[BEGIN]

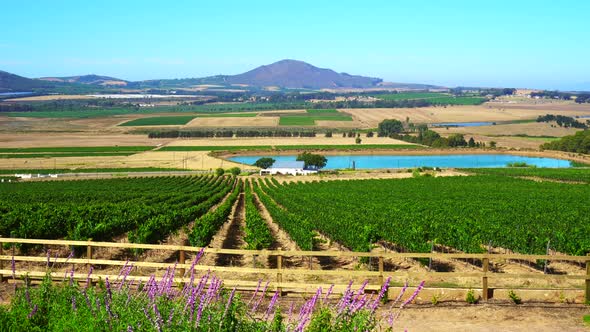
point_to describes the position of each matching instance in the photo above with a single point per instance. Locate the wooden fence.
(275, 275)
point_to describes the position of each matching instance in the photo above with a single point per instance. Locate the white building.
(288, 168)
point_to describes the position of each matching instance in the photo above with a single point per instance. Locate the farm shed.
(288, 168)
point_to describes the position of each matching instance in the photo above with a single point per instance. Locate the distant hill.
(298, 74)
(88, 79)
(11, 82)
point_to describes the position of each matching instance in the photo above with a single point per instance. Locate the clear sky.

[END]

Copy out every line of the items above, requests included, and add -117 to each coordinate number in the answers. Omit the pictures.

**FINISHED EXERCISE:**
point_to describes the position of each matching instance in the photo above with a single point per instance. Locate the wooden fence.
(158, 158)
point_to describes the position of each matching instance in the photo above with a single point per instance. Locate the white building.
(171, 51)
point_to describes the position of each matching instance in the photo above with a single point per instance. Locate the farm shed.
(171, 51)
point_to describes the position of each matching instance in the photo above with a single point per instance. Locate the distant hill.
(181, -43)
(-29, -38)
(-106, -35)
point_to describes the position of each matching instance in the photo above with a single point per instance. Locate the clear sky.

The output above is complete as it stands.